:: Stored data ::
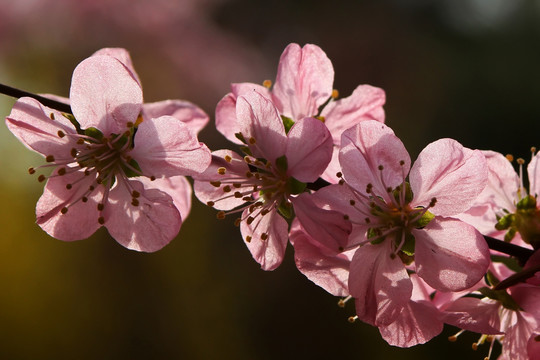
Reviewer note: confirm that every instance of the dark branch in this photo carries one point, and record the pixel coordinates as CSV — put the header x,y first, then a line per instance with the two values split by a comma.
x,y
16,93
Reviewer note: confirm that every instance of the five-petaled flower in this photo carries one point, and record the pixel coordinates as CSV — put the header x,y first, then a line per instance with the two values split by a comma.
x,y
115,164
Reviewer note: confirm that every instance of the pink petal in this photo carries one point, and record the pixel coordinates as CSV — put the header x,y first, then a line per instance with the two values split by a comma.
x,y
449,172
268,253
450,255
121,55
178,187
226,121
147,227
474,314
105,95
325,268
207,192
81,219
31,123
328,227
258,119
309,149
166,146
303,82
367,146
379,283
365,103
190,114
533,170
417,324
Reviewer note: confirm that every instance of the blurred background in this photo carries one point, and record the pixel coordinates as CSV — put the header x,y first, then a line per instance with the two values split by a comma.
x,y
467,69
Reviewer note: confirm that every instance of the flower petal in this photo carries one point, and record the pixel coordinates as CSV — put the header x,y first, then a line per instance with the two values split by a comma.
x,y
190,114
226,121
81,219
449,172
33,125
258,119
379,283
304,81
147,227
105,95
269,252
365,103
166,146
309,149
367,146
325,268
450,255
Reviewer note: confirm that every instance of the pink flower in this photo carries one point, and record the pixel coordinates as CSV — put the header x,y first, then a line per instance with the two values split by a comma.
x,y
395,222
505,209
109,159
264,182
303,84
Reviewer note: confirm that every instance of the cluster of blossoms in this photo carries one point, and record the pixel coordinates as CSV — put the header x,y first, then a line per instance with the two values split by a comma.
x,y
405,241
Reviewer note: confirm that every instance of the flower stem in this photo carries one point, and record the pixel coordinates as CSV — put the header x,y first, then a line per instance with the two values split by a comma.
x,y
16,93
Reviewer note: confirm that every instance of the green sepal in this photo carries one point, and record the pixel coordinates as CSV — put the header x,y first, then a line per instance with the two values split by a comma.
x,y
492,279
509,234
74,122
286,210
408,193
527,203
240,137
295,187
424,220
409,244
510,262
130,172
94,133
505,222
282,164
287,122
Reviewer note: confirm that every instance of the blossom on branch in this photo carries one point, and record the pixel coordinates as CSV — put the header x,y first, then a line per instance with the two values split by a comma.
x,y
115,163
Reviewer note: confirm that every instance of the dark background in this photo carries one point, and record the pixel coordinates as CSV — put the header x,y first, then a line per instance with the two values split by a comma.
x,y
467,69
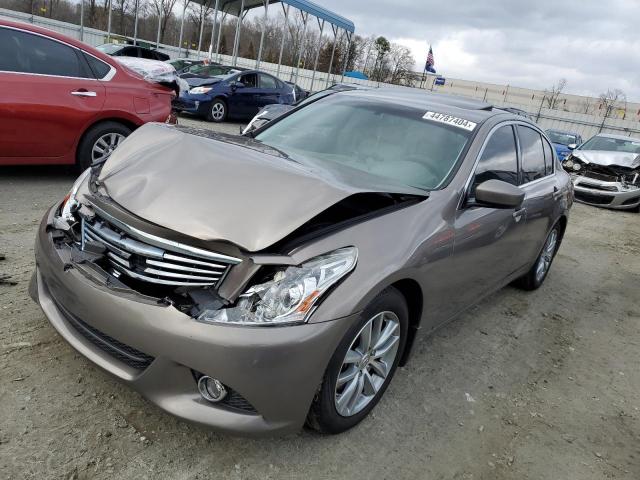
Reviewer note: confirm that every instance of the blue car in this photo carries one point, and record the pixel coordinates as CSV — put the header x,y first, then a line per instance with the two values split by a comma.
x,y
238,95
564,142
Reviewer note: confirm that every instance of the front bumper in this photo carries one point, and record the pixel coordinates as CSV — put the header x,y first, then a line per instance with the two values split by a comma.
x,y
605,194
276,369
194,104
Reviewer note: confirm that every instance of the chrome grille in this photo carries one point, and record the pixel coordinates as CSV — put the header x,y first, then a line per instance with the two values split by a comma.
x,y
149,258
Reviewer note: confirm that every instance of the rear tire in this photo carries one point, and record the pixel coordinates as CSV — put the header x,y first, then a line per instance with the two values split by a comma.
x,y
333,409
103,135
535,277
217,111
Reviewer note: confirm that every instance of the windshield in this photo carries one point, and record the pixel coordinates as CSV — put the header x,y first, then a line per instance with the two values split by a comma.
x,y
109,48
562,138
608,144
379,138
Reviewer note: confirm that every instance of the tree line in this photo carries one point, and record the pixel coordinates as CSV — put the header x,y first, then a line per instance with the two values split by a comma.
x,y
378,58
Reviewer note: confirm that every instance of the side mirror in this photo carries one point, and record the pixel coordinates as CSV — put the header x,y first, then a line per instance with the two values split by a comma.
x,y
499,194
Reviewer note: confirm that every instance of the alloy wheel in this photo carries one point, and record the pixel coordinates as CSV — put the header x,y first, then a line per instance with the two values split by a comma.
x,y
544,262
105,145
367,363
217,111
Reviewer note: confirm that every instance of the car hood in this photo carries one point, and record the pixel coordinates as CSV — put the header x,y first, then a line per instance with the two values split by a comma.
x,y
225,187
619,159
198,81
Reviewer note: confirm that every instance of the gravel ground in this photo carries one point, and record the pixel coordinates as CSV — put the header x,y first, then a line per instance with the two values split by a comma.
x,y
541,385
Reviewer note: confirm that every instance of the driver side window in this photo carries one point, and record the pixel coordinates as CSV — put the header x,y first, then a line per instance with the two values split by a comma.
x,y
499,160
249,80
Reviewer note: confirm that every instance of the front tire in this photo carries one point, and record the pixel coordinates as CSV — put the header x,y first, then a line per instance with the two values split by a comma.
x,y
535,277
99,142
217,111
362,366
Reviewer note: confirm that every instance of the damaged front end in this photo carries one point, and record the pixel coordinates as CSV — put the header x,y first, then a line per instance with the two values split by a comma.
x,y
211,281
611,186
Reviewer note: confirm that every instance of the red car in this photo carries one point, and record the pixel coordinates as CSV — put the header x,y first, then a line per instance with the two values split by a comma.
x,y
64,102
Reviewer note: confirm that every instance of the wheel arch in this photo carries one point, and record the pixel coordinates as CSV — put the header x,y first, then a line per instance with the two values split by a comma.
x,y
127,123
413,295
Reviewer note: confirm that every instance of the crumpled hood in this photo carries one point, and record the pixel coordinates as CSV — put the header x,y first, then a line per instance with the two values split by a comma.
x,y
223,187
599,157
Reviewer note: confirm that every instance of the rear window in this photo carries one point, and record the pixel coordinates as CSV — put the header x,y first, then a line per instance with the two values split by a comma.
x,y
532,154
99,68
29,53
376,138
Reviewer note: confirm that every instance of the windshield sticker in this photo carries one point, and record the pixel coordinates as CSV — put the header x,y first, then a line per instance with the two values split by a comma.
x,y
450,120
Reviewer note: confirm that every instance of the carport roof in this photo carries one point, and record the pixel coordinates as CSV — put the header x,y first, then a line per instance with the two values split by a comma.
x,y
233,7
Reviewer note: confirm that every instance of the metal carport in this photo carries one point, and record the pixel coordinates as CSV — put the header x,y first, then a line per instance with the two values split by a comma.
x,y
239,9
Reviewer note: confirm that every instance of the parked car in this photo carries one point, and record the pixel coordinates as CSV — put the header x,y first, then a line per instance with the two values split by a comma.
x,y
64,102
606,171
125,50
271,112
253,284
236,95
564,142
183,64
210,70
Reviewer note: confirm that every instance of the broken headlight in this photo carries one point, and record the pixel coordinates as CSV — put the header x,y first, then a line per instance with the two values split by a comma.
x,y
70,202
290,295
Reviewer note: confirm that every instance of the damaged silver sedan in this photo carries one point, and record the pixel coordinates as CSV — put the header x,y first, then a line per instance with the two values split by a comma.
x,y
606,171
252,284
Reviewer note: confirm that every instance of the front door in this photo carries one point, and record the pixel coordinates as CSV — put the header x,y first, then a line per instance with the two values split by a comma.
x,y
47,97
487,244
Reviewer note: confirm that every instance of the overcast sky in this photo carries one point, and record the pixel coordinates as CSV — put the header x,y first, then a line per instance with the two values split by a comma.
x,y
594,44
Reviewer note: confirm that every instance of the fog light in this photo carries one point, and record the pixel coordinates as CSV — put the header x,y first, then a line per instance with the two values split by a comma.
x,y
211,389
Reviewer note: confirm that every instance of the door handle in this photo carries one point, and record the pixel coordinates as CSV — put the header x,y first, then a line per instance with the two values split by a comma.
x,y
83,93
556,193
517,215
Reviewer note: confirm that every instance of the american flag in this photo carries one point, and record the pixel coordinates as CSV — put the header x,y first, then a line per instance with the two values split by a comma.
x,y
429,66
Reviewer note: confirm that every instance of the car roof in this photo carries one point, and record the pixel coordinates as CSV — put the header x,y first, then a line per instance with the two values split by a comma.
x,y
62,38
470,109
566,132
618,137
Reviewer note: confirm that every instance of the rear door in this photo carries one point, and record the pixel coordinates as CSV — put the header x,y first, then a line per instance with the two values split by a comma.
x,y
487,244
539,184
269,91
48,95
243,102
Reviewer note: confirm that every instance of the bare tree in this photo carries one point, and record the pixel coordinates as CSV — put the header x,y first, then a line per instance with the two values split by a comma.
x,y
163,9
400,64
552,94
611,100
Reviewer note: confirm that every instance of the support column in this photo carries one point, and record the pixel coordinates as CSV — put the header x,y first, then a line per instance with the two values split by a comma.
x,y
135,24
224,16
284,35
236,40
315,63
264,23
203,17
333,51
213,26
305,17
159,22
109,24
184,11
346,57
81,20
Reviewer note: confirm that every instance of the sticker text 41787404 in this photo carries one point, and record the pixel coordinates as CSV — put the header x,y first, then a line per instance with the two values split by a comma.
x,y
450,120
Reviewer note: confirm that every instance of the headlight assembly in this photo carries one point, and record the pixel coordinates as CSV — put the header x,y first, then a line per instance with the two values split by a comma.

:: What you have to do ::
Print the line containing "Reviewer note: confirm that every instance of the rear door" and every line after it to the end of the records above, exactly as written, and nothing else.

:: Solution to this problem ::
Reviewer note: confirm that every instance of the rear door in this photo carries one point, and record the pixel coordinates as CSV — put the header x,y first, then a line per instance with the two values split by a comma.
x,y
487,244
539,184
269,91
48,95
243,102
Reviewer note: confirm that every instance of the bare tree in this photo carries one point, and record the pixel coordinates as CSV — put the header x,y first, then a line per instance with the two values split by a comma.
x,y
163,9
400,64
552,94
611,100
Reviewer note: confirm that every instance of the support column in this photo carries one point, and record the pixel coordinates as CSV — put the header x,y first, then a line per instance with the two values split by a comma.
x,y
135,24
224,16
284,35
236,40
315,63
264,23
203,17
333,51
213,26
305,17
159,22
109,24
184,11
346,57
81,20
Reviewer note: confirm that every instance of the sticker text 41787404 in this photo carries one point, and record the pixel coordinates as CSV — put the header x,y first, then a line per instance with the two values split by a comma.
x,y
450,120
Reviewer note: confirm that every instance of the headlight assembly in this photo carries one point, and record the pixel coordinates as CSV — put the header x,y first, then a line per instance with the two values split by a comma.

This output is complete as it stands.